- Task set
1/ In the CT saturation thread, retype the passage starting with "1. What happens" and going on through "the primary current.".
2/ In the CT saturation thread, what does the reply say happens when a CT is driven into saturation?
3/ Rewrite as a short list the paragraph of the CT saturation thread that begins "Only if you want the CT output".

- Page

CT Saturation 1

[mrbj]

Hi guys,
Two questions.
1. What happens to the CT, its' wiring, and connected protective device etc.. if a CT is driven into saturation from a high short circuit current ?.

2. Is it necessary for a set of CT's selected for REF protection ( low setting say 0.2In ) to have a knee point voltage that is high enough to cope with the Short Circuit Fault say 10In ?.

Regards
mrbj

 

[alehman]

1. Nothing "happens" except the CT output no longer accurately represents the primary current.

2. Only if you want the CT output to accurately represent the higher primary current. If you are using for any type of differential or impedance application, the CT must not saturate. The CT must be rated to withstand the available fault current for as long as it is likely to persist though.

 

[mrbj]

Thanks alehman,
thank you for your reply, to expand the questions further.

- Listed entries
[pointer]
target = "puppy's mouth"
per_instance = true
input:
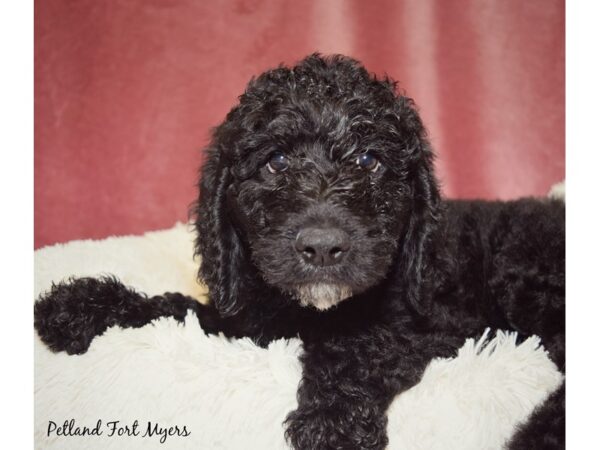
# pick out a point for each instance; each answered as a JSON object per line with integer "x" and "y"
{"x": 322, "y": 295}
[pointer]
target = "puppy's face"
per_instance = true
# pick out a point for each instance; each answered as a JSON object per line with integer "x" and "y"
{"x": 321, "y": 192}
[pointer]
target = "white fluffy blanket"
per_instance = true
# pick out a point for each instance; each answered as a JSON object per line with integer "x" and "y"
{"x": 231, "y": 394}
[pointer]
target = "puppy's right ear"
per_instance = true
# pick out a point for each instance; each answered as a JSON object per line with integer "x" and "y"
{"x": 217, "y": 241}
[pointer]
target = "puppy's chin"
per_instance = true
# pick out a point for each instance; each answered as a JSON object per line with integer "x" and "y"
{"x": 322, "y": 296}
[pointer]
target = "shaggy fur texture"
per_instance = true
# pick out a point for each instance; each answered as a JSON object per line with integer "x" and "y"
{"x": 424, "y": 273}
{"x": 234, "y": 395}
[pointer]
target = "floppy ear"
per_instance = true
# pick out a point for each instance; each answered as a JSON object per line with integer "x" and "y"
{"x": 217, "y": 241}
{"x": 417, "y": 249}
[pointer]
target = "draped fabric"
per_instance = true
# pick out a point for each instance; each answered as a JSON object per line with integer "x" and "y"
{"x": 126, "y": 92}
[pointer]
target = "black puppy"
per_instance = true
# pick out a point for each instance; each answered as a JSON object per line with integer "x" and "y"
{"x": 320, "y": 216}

- Solution list
1/
1. What happens to the CT, its' wiring, and connected protective device etc.. if a CT is driven into saturation from a high short circuit current ?.

2. Is it necessary for a set of CT's selected for REF protection ( low setting say 0.2In ) to have a knee point voltage that is high enough to cope with the Short Circuit Fault say 10In ?.

Regards
mrbj

 

[alehman]

1. Nothing "happens" except the CT output no longer accurately represents the primary current.

2/ Nothing happens except that the CT output no longer accurately represents the primary current.

3/
- A high enough knee point voltage is needed only if the CT output must accurately represent the higher primary current.
- For any type of differential or impedance application, the CT must not saturate.
- The CT must be rated to withstand the available fault current for as long as that current is likely to persist.